+++ Records supplied

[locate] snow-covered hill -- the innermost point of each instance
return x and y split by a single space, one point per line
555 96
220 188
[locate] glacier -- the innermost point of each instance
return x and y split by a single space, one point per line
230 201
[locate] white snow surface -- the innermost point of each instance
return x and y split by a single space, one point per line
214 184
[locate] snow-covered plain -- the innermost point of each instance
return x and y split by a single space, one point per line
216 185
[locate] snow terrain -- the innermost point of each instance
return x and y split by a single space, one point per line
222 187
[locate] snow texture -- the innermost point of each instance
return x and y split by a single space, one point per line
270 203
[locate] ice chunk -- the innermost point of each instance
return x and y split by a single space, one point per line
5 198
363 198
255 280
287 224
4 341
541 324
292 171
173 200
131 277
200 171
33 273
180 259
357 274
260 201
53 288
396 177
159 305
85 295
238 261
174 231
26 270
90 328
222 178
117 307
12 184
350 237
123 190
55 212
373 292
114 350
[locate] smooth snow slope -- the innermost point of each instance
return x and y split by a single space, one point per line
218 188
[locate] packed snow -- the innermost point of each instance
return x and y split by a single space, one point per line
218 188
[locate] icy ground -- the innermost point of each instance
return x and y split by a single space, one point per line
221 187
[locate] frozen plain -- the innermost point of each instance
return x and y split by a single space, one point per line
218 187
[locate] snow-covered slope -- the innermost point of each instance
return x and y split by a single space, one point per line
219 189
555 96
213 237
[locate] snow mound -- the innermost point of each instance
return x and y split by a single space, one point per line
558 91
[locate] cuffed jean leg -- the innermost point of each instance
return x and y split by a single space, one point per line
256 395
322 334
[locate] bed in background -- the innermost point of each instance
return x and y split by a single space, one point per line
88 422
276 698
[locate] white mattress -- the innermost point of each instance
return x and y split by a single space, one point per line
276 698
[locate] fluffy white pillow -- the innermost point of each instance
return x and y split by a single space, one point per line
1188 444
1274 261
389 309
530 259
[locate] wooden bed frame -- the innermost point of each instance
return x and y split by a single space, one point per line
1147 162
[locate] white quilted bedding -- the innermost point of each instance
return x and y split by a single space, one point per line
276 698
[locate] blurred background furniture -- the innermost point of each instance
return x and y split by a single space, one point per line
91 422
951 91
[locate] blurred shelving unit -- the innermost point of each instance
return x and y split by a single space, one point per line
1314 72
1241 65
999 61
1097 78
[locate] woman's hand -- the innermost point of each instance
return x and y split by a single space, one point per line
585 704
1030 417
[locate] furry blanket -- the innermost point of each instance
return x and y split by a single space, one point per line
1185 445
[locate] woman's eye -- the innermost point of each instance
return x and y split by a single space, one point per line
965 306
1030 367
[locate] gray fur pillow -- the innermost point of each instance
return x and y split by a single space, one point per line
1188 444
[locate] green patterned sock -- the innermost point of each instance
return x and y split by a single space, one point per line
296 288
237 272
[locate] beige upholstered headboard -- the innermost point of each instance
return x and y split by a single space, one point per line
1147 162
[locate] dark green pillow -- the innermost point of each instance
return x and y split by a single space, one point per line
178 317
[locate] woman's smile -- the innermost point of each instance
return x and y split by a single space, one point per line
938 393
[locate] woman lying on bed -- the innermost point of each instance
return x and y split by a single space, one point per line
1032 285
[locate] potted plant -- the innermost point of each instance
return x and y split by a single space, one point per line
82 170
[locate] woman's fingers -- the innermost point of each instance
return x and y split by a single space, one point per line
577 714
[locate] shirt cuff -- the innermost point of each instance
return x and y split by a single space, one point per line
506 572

++++++

What is asked – Reproduce the material verbatim, starting at the line that contains "[locate] shirt cuff" and continuing to the last line of the material, with both ends included.

Written reply –
[locate] shirt cuff -- the innermost point of each instance
return x and y split by a single space, one point per line
506 572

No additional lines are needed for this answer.